> _Stated problem a_
Extract the introduction to quadratic optimization and repeat the whole text word for word.

> _Selected extract_
Quadratic Optimization

Introduction

Quadratic optimization problems appear frequently in the fields of engineering and computer science. Lots of problems in the real world can be expressed as the minimization or maxmization of some energy/cost function, with or without constraints. And the simplest kind of such a function is a quadratic function. This blog introduces the matrix forms of pure quadratic equations and two common quadratic optimization problems.

> _Stated problem b_
Change every "simplified polygon" in the listing below to "reduced polygon", and write out the full listing again with everything else left the same.

> _Supplied data_
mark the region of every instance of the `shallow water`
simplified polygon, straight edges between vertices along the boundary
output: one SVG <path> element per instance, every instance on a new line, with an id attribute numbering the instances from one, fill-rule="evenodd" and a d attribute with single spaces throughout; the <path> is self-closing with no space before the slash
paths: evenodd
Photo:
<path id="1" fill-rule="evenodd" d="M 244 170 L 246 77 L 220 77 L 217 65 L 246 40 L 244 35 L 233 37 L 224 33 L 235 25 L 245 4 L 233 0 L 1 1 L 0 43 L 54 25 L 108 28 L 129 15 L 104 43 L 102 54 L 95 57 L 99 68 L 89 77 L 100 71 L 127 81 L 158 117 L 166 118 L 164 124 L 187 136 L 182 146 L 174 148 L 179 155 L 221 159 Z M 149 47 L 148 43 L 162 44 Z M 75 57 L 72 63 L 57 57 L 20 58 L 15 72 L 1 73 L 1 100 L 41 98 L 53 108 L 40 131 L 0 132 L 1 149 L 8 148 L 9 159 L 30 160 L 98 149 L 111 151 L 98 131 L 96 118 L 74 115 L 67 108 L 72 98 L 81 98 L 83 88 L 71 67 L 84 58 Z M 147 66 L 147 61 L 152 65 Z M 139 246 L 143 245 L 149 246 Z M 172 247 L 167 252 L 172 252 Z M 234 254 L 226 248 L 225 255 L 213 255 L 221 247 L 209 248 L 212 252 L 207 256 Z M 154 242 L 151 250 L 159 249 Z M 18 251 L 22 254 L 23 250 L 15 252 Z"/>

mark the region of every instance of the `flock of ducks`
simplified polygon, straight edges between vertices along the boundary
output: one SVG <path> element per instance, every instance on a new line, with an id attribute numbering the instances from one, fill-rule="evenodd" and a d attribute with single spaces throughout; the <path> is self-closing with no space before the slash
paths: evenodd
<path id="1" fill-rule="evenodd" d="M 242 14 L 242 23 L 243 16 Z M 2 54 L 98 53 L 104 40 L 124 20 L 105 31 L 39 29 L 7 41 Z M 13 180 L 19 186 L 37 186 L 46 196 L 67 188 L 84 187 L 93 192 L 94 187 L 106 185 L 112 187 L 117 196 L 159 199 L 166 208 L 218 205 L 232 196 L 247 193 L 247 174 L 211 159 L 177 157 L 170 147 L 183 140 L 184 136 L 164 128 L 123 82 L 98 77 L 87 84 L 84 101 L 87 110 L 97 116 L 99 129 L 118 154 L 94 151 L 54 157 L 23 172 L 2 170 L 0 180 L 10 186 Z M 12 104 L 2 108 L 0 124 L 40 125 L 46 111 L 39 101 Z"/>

> _Task result a_
Quadratic Optimization

Introduction

Quadratic optimization problems appear frequently in the fields of engineering and computer science. Lots of problems in the real world can be expressed as the minimization or maxmization of some energy/cost function, with or without constraints. And the simplest kind of such a function is a quadratic function. This blog introduces the matrix forms of pure quadratic equations and two common quadratic optimization problems.

> _Task result b_
mark the region of every instance of the `shallow water`
reduced polygon, straight edges between vertices along the boundary
output: one SVG <path> element per instance, every instance on a new line, with an id attribute numbering the instances from one, fill-rule="evenodd" and a d attribute with single spaces throughout; the <path> is self-closing with no space before the slash
paths: evenodd
Photo:
<path id="1" fill-rule="evenodd" d="M 244 170 L 246 77 L 220 77 L 217 65 L 246 40 L 244 35 L 233 37 L 224 33 L 235 25 L 245 4 L 233 0 L 1 1 L 0 43 L 54 25 L 108 28 L 129 15 L 104 43 L 102 54 L 95 57 L 99 68 L 89 77 L 100 71 L 127 81 L 158 117 L 166 118 L 164 124 L 187 136 L 182 146 L 174 148 L 179 155 L 221 159 Z M 149 47 L 148 43 L 162 44 Z M 75 57 L 72 63 L 57 57 L 20 58 L 15 72 L 1 73 L 1 100 L 41 98 L 53 108 L 40 131 L 0 132 L 1 149 L 8 148 L 9 159 L 30 160 L 98 149 L 111 151 L 98 131 L 96 118 L 74 115 L 67 108 L 72 98 L 81 98 L 83 88 L 71 67 L 84 58 Z M 147 66 L 147 61 L 152 65 Z M 139 246 L 143 245 L 149 246 Z M 172 247 L 167 252 L 172 252 Z M 234 254 L 226 248 L 225 255 L 213 255 L 221 247 L 209 248 L 212 252 L 207 256 Z M 154 242 L 151 250 L 159 249 Z M 18 251 L 22 254 L 23 250 L 15 252 Z"/>

mark the region of every instance of the `flock of ducks`
reduced polygon, straight edges between vertices along the boundary
output: one SVG <path> element per instance, every instance on a new line, with an id attribute numbering the instances from one, fill-rule="evenodd" and a d attribute with single spaces throughout; the <path> is self-closing with no space before the slash
paths: evenodd
<path id="1" fill-rule="evenodd" d="M 242 14 L 242 23 L 243 16 Z M 2 54 L 98 53 L 104 40 L 124 20 L 105 31 L 39 29 L 7 41 Z M 13 180 L 19 186 L 37 186 L 46 196 L 67 188 L 84 187 L 93 192 L 94 187 L 106 185 L 112 187 L 117 196 L 159 199 L 166 208 L 218 205 L 232 196 L 247 193 L 247 174 L 211 159 L 177 157 L 170 147 L 183 140 L 184 136 L 164 128 L 123 82 L 98 77 L 87 84 L 84 101 L 87 110 L 97 116 L 99 129 L 118 154 L 94 151 L 54 157 L 23 172 L 2 170 L 0 180 L 10 186 Z M 12 104 L 2 108 L 0 124 L 40 125 L 46 111 L 39 101 Z"/>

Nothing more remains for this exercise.